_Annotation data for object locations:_
## Start

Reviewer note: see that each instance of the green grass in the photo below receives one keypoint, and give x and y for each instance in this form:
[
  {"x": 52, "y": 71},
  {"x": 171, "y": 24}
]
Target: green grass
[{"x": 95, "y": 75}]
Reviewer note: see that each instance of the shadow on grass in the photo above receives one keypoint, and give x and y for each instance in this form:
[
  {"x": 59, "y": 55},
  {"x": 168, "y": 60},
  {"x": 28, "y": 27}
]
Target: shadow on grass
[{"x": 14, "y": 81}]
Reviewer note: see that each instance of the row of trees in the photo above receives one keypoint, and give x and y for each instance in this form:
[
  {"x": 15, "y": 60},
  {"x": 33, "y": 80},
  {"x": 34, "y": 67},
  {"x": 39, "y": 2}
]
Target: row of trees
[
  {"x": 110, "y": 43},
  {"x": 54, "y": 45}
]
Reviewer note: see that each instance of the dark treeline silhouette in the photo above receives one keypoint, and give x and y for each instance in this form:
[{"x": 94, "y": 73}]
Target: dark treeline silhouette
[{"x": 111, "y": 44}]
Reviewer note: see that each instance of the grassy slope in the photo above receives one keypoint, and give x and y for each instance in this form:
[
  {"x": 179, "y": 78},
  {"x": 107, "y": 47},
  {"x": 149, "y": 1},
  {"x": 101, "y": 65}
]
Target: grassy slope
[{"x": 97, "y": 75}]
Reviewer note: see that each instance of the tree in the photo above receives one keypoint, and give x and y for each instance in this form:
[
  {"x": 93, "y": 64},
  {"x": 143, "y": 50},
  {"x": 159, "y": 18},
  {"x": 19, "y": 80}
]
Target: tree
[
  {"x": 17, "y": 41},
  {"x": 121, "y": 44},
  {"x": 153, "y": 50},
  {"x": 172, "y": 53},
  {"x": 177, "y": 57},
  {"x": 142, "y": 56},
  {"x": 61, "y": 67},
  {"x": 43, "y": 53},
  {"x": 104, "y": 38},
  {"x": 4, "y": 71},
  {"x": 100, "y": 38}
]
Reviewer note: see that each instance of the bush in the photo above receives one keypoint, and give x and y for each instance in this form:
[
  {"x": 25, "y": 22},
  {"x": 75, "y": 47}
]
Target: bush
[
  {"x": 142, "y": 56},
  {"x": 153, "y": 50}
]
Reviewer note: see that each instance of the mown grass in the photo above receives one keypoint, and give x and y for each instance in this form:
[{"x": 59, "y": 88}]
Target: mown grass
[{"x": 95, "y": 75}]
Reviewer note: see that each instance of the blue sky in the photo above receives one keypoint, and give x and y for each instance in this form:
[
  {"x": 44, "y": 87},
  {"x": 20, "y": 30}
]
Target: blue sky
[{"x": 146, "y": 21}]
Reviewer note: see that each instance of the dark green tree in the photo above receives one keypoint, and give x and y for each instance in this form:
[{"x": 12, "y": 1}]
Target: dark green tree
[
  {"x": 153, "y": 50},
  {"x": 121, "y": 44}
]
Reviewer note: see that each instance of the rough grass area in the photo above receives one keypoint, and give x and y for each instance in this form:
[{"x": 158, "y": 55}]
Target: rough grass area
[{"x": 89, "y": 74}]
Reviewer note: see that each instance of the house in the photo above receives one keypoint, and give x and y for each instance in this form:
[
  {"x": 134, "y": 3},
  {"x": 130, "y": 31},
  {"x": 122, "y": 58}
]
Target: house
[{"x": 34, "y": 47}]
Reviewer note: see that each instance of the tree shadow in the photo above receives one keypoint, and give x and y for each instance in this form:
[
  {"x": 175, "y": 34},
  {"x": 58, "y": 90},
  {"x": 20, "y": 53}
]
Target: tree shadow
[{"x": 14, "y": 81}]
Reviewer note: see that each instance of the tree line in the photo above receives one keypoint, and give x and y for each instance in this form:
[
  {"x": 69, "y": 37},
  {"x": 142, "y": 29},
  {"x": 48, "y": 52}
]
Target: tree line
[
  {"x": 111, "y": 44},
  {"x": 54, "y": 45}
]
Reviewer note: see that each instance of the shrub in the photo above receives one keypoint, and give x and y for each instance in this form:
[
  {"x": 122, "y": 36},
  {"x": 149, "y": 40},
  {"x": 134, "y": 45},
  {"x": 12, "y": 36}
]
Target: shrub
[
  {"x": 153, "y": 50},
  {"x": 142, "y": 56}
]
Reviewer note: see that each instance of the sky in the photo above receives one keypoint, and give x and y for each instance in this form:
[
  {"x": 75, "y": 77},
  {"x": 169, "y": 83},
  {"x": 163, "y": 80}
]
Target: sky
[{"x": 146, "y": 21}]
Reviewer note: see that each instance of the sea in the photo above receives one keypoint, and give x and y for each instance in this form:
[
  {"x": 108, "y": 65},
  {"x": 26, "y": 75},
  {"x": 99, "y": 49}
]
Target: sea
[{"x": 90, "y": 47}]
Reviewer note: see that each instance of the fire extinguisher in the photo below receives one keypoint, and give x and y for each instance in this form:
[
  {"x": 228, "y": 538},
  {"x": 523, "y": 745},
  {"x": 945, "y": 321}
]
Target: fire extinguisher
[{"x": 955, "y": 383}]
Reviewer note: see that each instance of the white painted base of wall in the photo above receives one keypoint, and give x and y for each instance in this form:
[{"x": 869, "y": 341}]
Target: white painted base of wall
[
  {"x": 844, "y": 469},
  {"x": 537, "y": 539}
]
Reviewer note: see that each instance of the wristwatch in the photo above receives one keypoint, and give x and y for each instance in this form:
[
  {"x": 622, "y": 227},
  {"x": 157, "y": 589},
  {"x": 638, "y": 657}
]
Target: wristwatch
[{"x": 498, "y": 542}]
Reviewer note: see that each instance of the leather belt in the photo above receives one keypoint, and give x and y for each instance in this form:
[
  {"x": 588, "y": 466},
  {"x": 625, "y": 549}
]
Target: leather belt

## End

Reproduce every item above line for line, with no changes to wording, numbers, or layout.

Reviewer note: see that each instance of the green grass in the photo below receives one keypoint, and give x and y for each instance in this form:
[
  {"x": 52, "y": 71},
  {"x": 171, "y": 24}
]
Target: green grass
[{"x": 95, "y": 75}]
Reviewer note: see that each instance of the shadow on grass in the photo above receives one keypoint, and give x and y for each instance in this form:
[
  {"x": 59, "y": 55},
  {"x": 168, "y": 60},
  {"x": 28, "y": 27}
]
Target: shadow on grass
[{"x": 14, "y": 81}]
Reviewer note: see that each instance of the row of trees in the photo above receives one keypoint, and give x and y for each instance in this form:
[
  {"x": 15, "y": 60},
  {"x": 33, "y": 80},
  {"x": 34, "y": 67},
  {"x": 39, "y": 2}
]
Target: row of trees
[
  {"x": 110, "y": 43},
  {"x": 54, "y": 45}
]
Reviewer note: see that each instance of the dark treeline silhouette in the photo above receives one keypoint, and give x and y for each instance in this form:
[{"x": 94, "y": 73}]
Target: dark treeline silhouette
[{"x": 111, "y": 44}]
Reviewer note: see that each instance of the grassy slope in the photo above receives one keypoint, and give x and y for each instance in this form:
[
  {"x": 179, "y": 78},
  {"x": 107, "y": 47},
  {"x": 149, "y": 1},
  {"x": 101, "y": 65}
]
Target: grassy slope
[{"x": 97, "y": 75}]
Reviewer note: see that each instance of the tree in the photo above receives one keypoint, and give x and y for each instance in this form:
[
  {"x": 93, "y": 64},
  {"x": 143, "y": 50},
  {"x": 159, "y": 18},
  {"x": 19, "y": 80}
]
Target: tree
[
  {"x": 17, "y": 41},
  {"x": 121, "y": 44},
  {"x": 153, "y": 50},
  {"x": 172, "y": 53},
  {"x": 177, "y": 57},
  {"x": 142, "y": 56},
  {"x": 61, "y": 67},
  {"x": 43, "y": 53},
  {"x": 104, "y": 38},
  {"x": 4, "y": 71},
  {"x": 100, "y": 38}
]
Reviewer note: see that each instance of the bush in the photo above receives one keypoint, and give x and y for each instance in this form:
[
  {"x": 25, "y": 22},
  {"x": 75, "y": 47}
]
Target: bush
[
  {"x": 142, "y": 56},
  {"x": 153, "y": 50}
]
Reviewer note: see that each instance of the mown grass in the photo above receives one keypoint, and give x and y for each instance in this form:
[{"x": 59, "y": 88}]
Target: mown grass
[{"x": 95, "y": 75}]
Reviewer note: see that each instance of the blue sky in the photo above receives one keypoint, and give x and y for each instance in this form:
[
  {"x": 44, "y": 87},
  {"x": 20, "y": 30}
]
Target: blue sky
[{"x": 146, "y": 21}]
Reviewer note: see that each instance of the dark green tree in the photo above receives one keypoint, and give x and y for each instance in this form:
[{"x": 12, "y": 1}]
Target: dark green tree
[
  {"x": 153, "y": 50},
  {"x": 121, "y": 44}
]
Reviewer note: see that each instance of the rough grass area in the photo above receives one keypoint, and give x and y for each instance in this form:
[{"x": 158, "y": 55}]
Target: rough grass area
[{"x": 89, "y": 74}]
Reviewer note: see that each instance of the house in the photo above receives one keypoint, and give x and y for each instance in this form:
[
  {"x": 134, "y": 3},
  {"x": 130, "y": 31},
  {"x": 122, "y": 58}
]
Target: house
[{"x": 34, "y": 47}]
Reviewer note: see that each instance of the tree shadow in the photo above receives one keypoint, and give x and y for each instance in this form:
[
  {"x": 175, "y": 34},
  {"x": 58, "y": 90},
  {"x": 20, "y": 53}
]
Target: tree shadow
[{"x": 14, "y": 81}]
Reviewer note: see that each instance of the tree line in the photo above receives one keypoint, and give x and y for each instance in this form:
[
  {"x": 69, "y": 37},
  {"x": 142, "y": 29},
  {"x": 48, "y": 52}
]
Target: tree line
[
  {"x": 111, "y": 44},
  {"x": 54, "y": 45}
]
Reviewer note: see that each instance of the shrub in the photo above receives one keypoint, and give x and y for each instance in this form:
[
  {"x": 122, "y": 36},
  {"x": 149, "y": 40},
  {"x": 134, "y": 45},
  {"x": 12, "y": 36}
]
Target: shrub
[
  {"x": 153, "y": 50},
  {"x": 142, "y": 56}
]
Reviewer note: see that each instance of the sky in the photo above receives one keypoint, and give x and y for each instance in this form:
[
  {"x": 75, "y": 77},
  {"x": 169, "y": 83},
  {"x": 163, "y": 80}
]
Target: sky
[{"x": 146, "y": 21}]
Reviewer note: see that each instance of the sea in the photo above receives one keypoint, and give x and y for each instance in this form:
[
  {"x": 108, "y": 65},
  {"x": 26, "y": 75},
  {"x": 99, "y": 49}
]
Target: sea
[{"x": 90, "y": 47}]
Reviewer note: see that each instance of the fire extinguisher in the photo below receives one keypoint, and give x and y for each instance in this form:
[
  {"x": 228, "y": 538},
  {"x": 523, "y": 745},
  {"x": 945, "y": 321}
]
Target: fire extinguisher
[{"x": 955, "y": 383}]
Reviewer note: see that each instance of the white painted base of wall in the photo above receives one keypoint, and give x and y for each instance in this form:
[{"x": 869, "y": 341}]
Target: white painted base of wall
[
  {"x": 844, "y": 469},
  {"x": 537, "y": 539}
]
Reviewer note: see that each instance of the wristwatch in the photo above receives one keypoint, and give x and y for each instance in this form:
[
  {"x": 622, "y": 227},
  {"x": 157, "y": 589},
  {"x": 638, "y": 657}
]
Target: wristwatch
[{"x": 498, "y": 542}]
Reviewer note: see that each instance of the leather belt in the photo above receives one keypoint, and give x and y for each instance in this form:
[
  {"x": 588, "y": 466},
  {"x": 625, "y": 549}
]
Target: leather belt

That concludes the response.